Restate the data below word for word. Skip any images it contains.
━━━━━ TASK MATERIAL ━━━━━
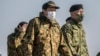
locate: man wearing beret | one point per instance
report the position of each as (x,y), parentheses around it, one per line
(74,33)
(43,36)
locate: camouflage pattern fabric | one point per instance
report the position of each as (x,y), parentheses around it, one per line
(44,38)
(75,38)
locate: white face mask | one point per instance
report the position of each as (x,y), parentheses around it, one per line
(51,15)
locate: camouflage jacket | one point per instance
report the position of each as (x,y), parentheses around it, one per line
(13,43)
(44,38)
(75,38)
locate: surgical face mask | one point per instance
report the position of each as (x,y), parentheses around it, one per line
(80,17)
(51,15)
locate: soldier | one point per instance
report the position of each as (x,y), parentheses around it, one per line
(43,36)
(74,33)
(14,39)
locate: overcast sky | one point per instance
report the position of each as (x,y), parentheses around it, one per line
(14,11)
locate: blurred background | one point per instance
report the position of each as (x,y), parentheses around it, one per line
(14,11)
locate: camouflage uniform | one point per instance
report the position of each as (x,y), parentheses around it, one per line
(75,38)
(44,38)
(13,43)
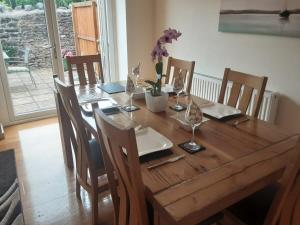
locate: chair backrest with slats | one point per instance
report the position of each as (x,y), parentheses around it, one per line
(82,152)
(183,67)
(242,90)
(81,62)
(116,138)
(285,209)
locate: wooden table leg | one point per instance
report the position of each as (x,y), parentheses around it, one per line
(65,128)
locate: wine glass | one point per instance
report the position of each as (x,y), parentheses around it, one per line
(193,117)
(130,89)
(178,86)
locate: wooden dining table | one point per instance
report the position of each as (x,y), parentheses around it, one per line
(238,161)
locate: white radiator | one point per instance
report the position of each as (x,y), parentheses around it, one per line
(209,87)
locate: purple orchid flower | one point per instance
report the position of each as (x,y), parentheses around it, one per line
(159,51)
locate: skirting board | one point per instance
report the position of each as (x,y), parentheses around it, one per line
(1,132)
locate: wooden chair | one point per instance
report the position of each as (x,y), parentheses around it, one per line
(128,191)
(186,68)
(248,83)
(89,162)
(89,61)
(278,204)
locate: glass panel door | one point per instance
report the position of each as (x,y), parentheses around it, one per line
(29,38)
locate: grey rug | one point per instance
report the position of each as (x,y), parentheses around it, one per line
(10,201)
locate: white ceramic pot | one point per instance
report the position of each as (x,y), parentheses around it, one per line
(156,103)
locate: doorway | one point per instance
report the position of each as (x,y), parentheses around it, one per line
(34,48)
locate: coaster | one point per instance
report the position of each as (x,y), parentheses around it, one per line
(127,108)
(182,145)
(111,111)
(183,107)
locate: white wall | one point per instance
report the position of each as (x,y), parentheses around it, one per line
(120,30)
(275,57)
(134,29)
(140,36)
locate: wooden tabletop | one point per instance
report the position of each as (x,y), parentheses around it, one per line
(238,161)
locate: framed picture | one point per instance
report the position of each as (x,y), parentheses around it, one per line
(272,17)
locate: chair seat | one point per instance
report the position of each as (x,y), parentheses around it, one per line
(96,154)
(17,69)
(253,210)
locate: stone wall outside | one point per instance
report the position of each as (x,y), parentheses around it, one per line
(21,29)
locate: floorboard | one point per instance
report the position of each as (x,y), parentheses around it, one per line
(47,186)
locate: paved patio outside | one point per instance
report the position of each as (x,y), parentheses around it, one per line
(26,97)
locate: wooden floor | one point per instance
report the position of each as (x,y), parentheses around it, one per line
(47,186)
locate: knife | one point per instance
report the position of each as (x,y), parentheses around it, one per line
(174,159)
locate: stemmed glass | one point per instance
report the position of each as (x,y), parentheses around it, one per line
(178,86)
(193,117)
(130,90)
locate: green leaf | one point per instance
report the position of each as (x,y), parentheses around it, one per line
(159,67)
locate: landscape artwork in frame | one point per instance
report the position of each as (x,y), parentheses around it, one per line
(271,17)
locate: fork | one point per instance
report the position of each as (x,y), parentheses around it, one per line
(171,160)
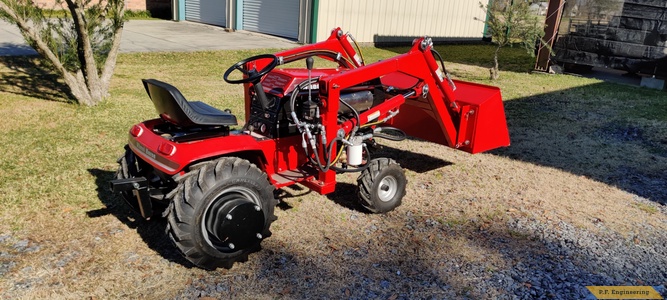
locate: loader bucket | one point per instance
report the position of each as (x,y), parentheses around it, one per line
(480,126)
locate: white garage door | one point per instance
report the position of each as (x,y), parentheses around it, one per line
(206,11)
(275,17)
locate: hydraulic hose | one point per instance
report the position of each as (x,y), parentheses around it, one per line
(444,70)
(378,133)
(359,169)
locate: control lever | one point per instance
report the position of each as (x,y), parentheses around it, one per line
(261,96)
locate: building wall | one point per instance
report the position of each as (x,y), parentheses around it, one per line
(130,4)
(391,21)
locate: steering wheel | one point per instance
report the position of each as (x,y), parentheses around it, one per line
(253,75)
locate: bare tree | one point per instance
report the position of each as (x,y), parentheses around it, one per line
(81,46)
(511,22)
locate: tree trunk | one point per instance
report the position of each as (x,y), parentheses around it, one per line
(494,71)
(88,84)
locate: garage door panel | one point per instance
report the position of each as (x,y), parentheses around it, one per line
(276,17)
(206,11)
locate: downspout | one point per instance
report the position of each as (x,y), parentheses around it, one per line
(181,10)
(314,11)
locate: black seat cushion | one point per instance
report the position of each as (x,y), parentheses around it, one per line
(173,107)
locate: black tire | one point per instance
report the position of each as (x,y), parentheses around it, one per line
(382,185)
(209,193)
(130,166)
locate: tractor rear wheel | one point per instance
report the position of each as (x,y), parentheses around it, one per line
(382,185)
(221,211)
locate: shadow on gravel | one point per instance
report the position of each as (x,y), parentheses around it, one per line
(27,76)
(346,196)
(152,231)
(611,133)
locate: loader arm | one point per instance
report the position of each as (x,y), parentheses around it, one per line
(458,114)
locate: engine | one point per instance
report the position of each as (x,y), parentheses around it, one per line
(280,86)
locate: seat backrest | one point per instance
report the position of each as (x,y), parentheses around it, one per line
(169,102)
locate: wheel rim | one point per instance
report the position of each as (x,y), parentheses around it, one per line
(234,221)
(387,188)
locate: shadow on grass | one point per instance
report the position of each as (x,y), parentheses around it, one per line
(28,76)
(607,132)
(152,231)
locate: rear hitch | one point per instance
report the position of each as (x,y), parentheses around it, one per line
(139,187)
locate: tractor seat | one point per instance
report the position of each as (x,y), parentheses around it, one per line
(174,108)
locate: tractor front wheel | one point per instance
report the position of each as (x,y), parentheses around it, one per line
(221,212)
(382,185)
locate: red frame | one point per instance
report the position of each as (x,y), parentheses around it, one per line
(470,118)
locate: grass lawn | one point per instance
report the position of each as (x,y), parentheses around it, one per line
(582,150)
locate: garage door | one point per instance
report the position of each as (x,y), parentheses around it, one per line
(275,17)
(206,11)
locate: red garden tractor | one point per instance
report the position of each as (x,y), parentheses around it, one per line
(215,181)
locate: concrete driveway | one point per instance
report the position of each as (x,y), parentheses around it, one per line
(161,36)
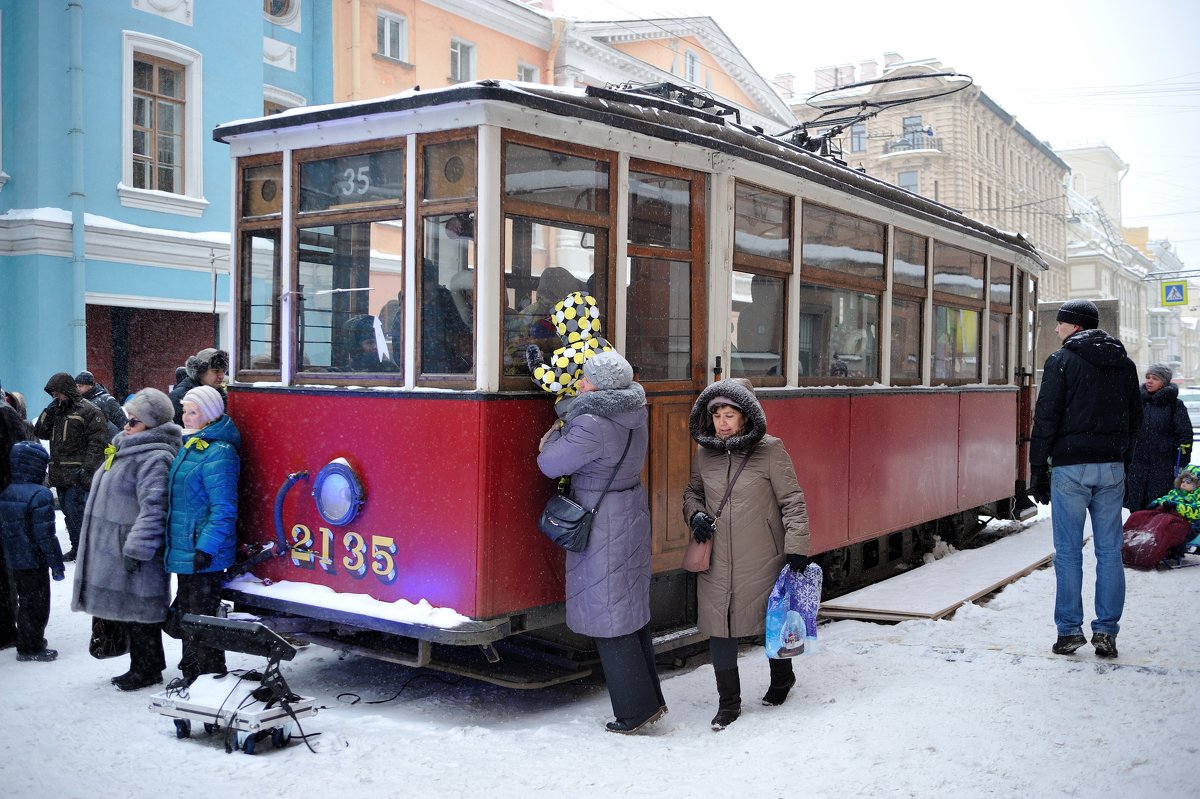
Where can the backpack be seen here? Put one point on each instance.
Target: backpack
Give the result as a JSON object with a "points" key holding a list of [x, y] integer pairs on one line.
{"points": [[1149, 535]]}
━━━━━
* [ANSWER FOR THE TASK]:
locate: man wearing beret | one point per instance
report the position of each as (x,y), parentheses around it, one per line
(74,33)
(43,36)
locate: camouflage pattern fabric | one point per instance
report the position of each as (x,y), parentheses around it, one per line
(44,38)
(75,38)
locate: white face mask | one point per instance
report the position of each as (x,y), parentheses around it, one per line
(51,15)
locate: camouflage jacket | one point per instance
report the position of each as (x,y), parentheses around it, one per line
(13,43)
(44,38)
(75,38)
locate: surgical face mask | one point per instance
report the position of each as (x,y), parentheses around it, one per line
(80,17)
(51,15)
locate: soldier | one point per instance
report the position of each as (x,y), parentheses around it, one per line
(43,36)
(74,33)
(14,39)
locate: overcast sky | one point per instance
report the position of each as (x,y), parentheses around it, one per line
(14,11)
locate: blurred background | one point per instance
report the position of each as (x,y), parentheses around it, one per line
(14,11)
locate: camouflage uniform | one point per instance
report the position of each as (x,y), parentheses around it, one per line
(75,38)
(44,38)
(13,43)
locate: chair backrest with slats | one point per instance
report the position of each as (x,y), parentheses around it, one per line
(82,152)
(183,67)
(242,90)
(81,62)
(116,138)
(285,209)
locate: wooden table leg | one point per instance
report the position of each as (x,y), parentheses around it, one per line
(65,128)
locate: wine glass | one point per instance
report the position of each as (x,y), parentheses around it, one per line
(193,117)
(130,89)
(178,86)
locate: wooden dining table | one point per instance
report the position of each as (x,y), parentheses around it, one per line
(238,161)
locate: white radiator | one point per instance
report the position of each as (x,y), parentheses around it, one per line
(209,87)
locate: purple orchid flower | one point per instance
report the position of each as (x,y), parentheses around it, one per line
(159,51)
locate: skirting board | one point per instance
report the position of each as (x,y), parentheses around it, one per line
(1,132)
locate: wooden chair | one point per instance
report the position of each as (x,y), parentheses around it, one per line
(128,191)
(186,68)
(248,83)
(89,162)
(89,61)
(278,204)
locate: glass panel door | one point per instance
report the position of each as (x,y), parentheses around it, one per line
(29,38)
locate: grey rug | one point per instance
report the position of each as (x,y), parentheses around it, one per line
(10,201)
locate: white ceramic pot | one point per instance
report the position of each as (x,y), parentheses around it, one per line
(156,103)
locate: doorway | one point per instance
report the position of each as (x,y), parentheses around it, one per line
(34,48)
locate: coaster | one point per instance
report the position of each as (x,y), parentheses around it, one per line
(127,108)
(182,145)
(111,111)
(183,107)
locate: white wall | one point per instance
report the position of each as (x,y), parentheses around it, one per line
(120,30)
(275,57)
(134,29)
(140,36)
locate: wooden tabletop | one point per instance
report the position of each as (x,y), parentheses around it, one per line
(238,161)
locate: framed picture | one point per instance
report the position of each as (x,y), parentheses around it, one per line
(272,17)
locate: chair seat | one point per instance
report the position of each as (x,y), parentheses around it, one per line
(96,154)
(17,69)
(253,210)
locate: stone wall outside | one point per instance
report the position of each as (x,y), parentheses around it, one per line
(21,29)
locate: floorboard | one point per instance
report the position of each as (x,y), parentheses around it, one per line
(47,186)
locate: paved patio outside | one point per instance
report the position of each as (x,y), parentheses around it, one per line
(26,97)
locate: wooden floor | one point per instance
report the position of each as (x,y), parentheses around it, one per line
(47,186)
locate: knife | one point per instance
report the position of each as (x,y), parentheses around it, one per line
(174,159)
locate: stemmed glass | one point per instance
report the position of each as (x,y), parentheses around it, one per line
(178,86)
(193,117)
(130,90)
locate: green leaf | one point per instance
report the position of each as (x,y), parentheses around it, one per line
(159,67)
locate: landscape artwork in frame | one point per instance
report the position of each as (x,y), parentheses around it, one per line
(271,17)
locate: fork | one point per instance
report the position of each as (x,y), parentheses around it, one per line
(171,160)
locate: loader bucket | one point per instance
report the position of each as (x,y), parentheses around it, one per line
(480,126)
locate: white garage door | one point per instance
report the position of each as (x,y), parentheses around it, one per line
(206,11)
(275,17)
locate: hydraulic hose | one point per instance
report the position of each as (x,y), parentheses around it, one per line
(444,70)
(378,133)
(359,169)
locate: control lever | one point per instance
report the position of each as (x,y), parentheses around it, one per line
(261,96)
locate: building wall | one point per instance
report the position of each as (x,y), parentheses around it, one per line
(130,4)
(391,21)
locate: steering wheel | one point per instance
report the position of each as (x,y), parentheses around it, one per line
(253,75)
locate: bare tree | one point per instance
report the position of each as (x,y), parentheses around it, one per line
(81,46)
(511,22)
locate: tree trunk | one point per instance
report the position of each as (x,y), parentheses around it, one per line
(494,71)
(88,84)
locate: garage door panel | one point per instance
report the position of each as (x,y), parentheses around it, one per line
(276,17)
(206,11)
locate: downspout | one point per instance
report the position of each as (x,y), parentheses around it, one per line
(181,10)
(314,11)
locate: black seat cushion | one point per instance
report the position of each as (x,y), parentheses around it, one per line
(173,107)
locate: black tire | one point per instance
report the position of each as (x,y), parentheses around it, one per line
(382,185)
(209,193)
(130,166)
locate: tractor rear wheel | one point per instance
report the position of each as (x,y), parentheses around it, one per line
(382,185)
(221,211)
locate: shadow on gravel | one point per instance
report the position of each as (x,y), parentheses around it, one per line
(27,76)
(346,196)
(152,231)
(611,133)
locate: loader arm | one point per instance
report the position of each as (x,y), parentheses around it, one per line
(458,114)
locate: engine | one point per instance
report the position of each as (x,y), parentheses around it, one per line
(280,86)
locate: seat backrest | one point per instance
report the position of each as (x,y), parentheses around it, one per line
(169,102)
locate: wheel rim | one point per instance
report the position of each as (x,y), parentheses around it, one per line
(234,221)
(387,188)
locate: shadow on grass | one point per instance
report the position of each as (x,y), parentheses around it, one per line
(28,76)
(607,132)
(152,231)
locate: rear hitch | one point per instance
report the position of each as (x,y), parentheses around it, one per line
(139,187)
locate: tractor seat | one point per instance
report the position of each as (x,y), parentheses around it, one per line
(174,108)
locate: tractor front wheel | one point per instance
report the position of each as (x,y), parentheses around it, one per line
(221,212)
(382,185)
locate: red frame | one point per instance
report the position of each as (x,y), parentheses around it, one per line
(470,118)
locate: grass lawn | one point per instance
report the position of each as (x,y), parentheses around it, one per line
(582,150)
locate: garage door | one point per instance
report the position of each as (x,y), parentheses around it, one per line
(275,17)
(206,11)
locate: red garden tractor | one point per instance
report the position of each as (x,y), parentheses around it, one per line
(215,181)
locate: concrete driveway | one point per instance
report the position of each as (x,y), parentheses around it, one per line
(161,36)
Where can the backpack be seen here? Put one point on each instance.
Target: backpack
Give the result as a JSON object with a "points" key holding a list of [x, y] integer pairs on one line.
{"points": [[1149, 535]]}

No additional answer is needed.